======== Text ========

Role of glycine receptors and glycine release for the neuroprotective activity of bilobalide.

Author information

1
Department of Pharmaceutical Sciences, School of Pharmacy, Texas Tech University Health Science Center, 1300 Coulter Dr, Amarillo, TX 79106, USA.

Abstract

Bilobalide, a constituent of Ginkgo biloba, has neuroprotective properties. Its mechanism of action is unknown but it was recently found to interact with neuronal transmission mediated by glutamate, gamma-aminobutyric acid (GABA) and glycine. The goal of this study was to test the interaction of bilobalide with glycine in assays of neuroprotection. In rat hippocampal slices exposed to N-methyl-D-aspartate (NMDA), release of choline indicates breakdown of membrane phospholipids. NMDA-induced choline release was almost completely blocked in the presence of bilobalide (10 microM). Glycine (10-100 microM) antagonized the inhibitory action of bilobalide in this assay. In a second assay of excitotoxicity, we measured tissue water content as an indicator of cytotoxic edema formation in hippocampal slices which were exposed to NMDA. In this assay, edema formation was suppressed by bilobalide but bilobalide's action was attenuated in the presence of glycine and of D-serine (100 microM each). To investigate bilobalide's interaction with glycine receptors directly, we determined 36chloride flux in rat cortico-hippocampal synaptoneurosomes. Glycine (100 microM) was inactive in this assay indicating an absence of functional glycine-A receptors in this preparation. [3H]Glycine was used to assess binding at the glycine binding site of the NMDA receptor but bilobalide was found to be inactive in this assay. Finally, [3H]glycine release was monitored in hippocampal slices exposed to oxygen-glucose deprivation. In this model, glycine release was induced by ischemia, an effect that was strongly reduced by bilobalide. We conclude that bilobalide does not interact with glycine receptors in neurochemical assays but it significantly reduces the release of glycine under ischemic conditions. This effect likely contributes to bilobalide's neuroprotective effects in assays of excitotoxicity and ischemia.

======== Records provided ========

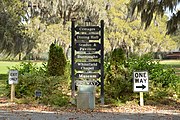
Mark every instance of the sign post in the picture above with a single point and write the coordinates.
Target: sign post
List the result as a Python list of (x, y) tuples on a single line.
[(140, 84), (87, 56), (13, 79)]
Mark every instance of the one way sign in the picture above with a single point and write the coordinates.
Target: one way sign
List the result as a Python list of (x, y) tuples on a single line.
[(140, 81)]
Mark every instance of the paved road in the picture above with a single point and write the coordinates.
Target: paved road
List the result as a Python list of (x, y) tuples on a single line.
[(30, 115)]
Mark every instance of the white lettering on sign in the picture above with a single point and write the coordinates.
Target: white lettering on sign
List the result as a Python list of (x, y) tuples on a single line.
[(140, 81), (13, 77)]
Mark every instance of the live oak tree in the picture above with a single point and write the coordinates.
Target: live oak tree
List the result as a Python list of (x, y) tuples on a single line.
[(149, 9), (128, 34), (12, 36)]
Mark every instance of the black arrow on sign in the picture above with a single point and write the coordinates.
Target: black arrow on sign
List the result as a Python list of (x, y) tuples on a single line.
[(143, 86)]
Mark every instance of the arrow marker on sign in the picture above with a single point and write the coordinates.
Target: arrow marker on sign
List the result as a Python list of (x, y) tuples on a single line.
[(143, 86)]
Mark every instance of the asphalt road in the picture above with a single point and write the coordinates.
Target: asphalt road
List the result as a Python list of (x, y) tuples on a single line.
[(30, 115)]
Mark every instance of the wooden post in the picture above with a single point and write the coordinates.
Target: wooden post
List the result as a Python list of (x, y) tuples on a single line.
[(12, 92), (141, 99)]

========

- [Tasks to carry out]
A - Print the portion of the bilobalide abstract that starts with "Author information" and runs through "TX 79106, USA.".
B - According to the bilobalide abstract, what concentration of bilobalide almost completely blocked NMDA-induced choline release?
C - Condense the paragraph of the bilobalide abstract that begins "Bilobalide, a constituent of Ginkgo biloba" into a short bulleted list that keeps its main findings.

- [Outputs in order]
A -
Author information

1
Department of Pharmaceutical Sciences, School of Pharmacy, Texas Tech University Health Science Center, 1300 Coulter Dr, Amarillo, TX 79106, USA.

B - 10 microM

C -
- Bilobalide, from Ginkgo biloba, is neuroprotective, but its mechanism is unknown. It interacts with transmission mediated by glutamate, GABA and glycine, and this study tested its interaction with glycine.
- In rat hippocampal slices exposed to NMDA, bilobalide (10 microM) almost completely blocked choline release. Glycine (10–100 microM) antagonized this effect.
- Bilobalide suppressed NMDA-induced edema formation. Glycine and D-serine (100 microM each) attenuated this action.
- Glycine (100 microM) had no effect on 36chloride flux in synaptoneurosomes, which indicates no functional glycine-A receptors in that preparation.
- Bilobalide was inactive in [3H]glycine binding at the glycine site of the NMDA receptor.
- Oxygen-glucose deprivation induced glycine release, and bilobalide strongly reduced it.
- Conclusion: bilobalide does not interact with glycine receptors, but it reduces glycine release under ischemic conditions. This likely contributes to its neuroprotective effects.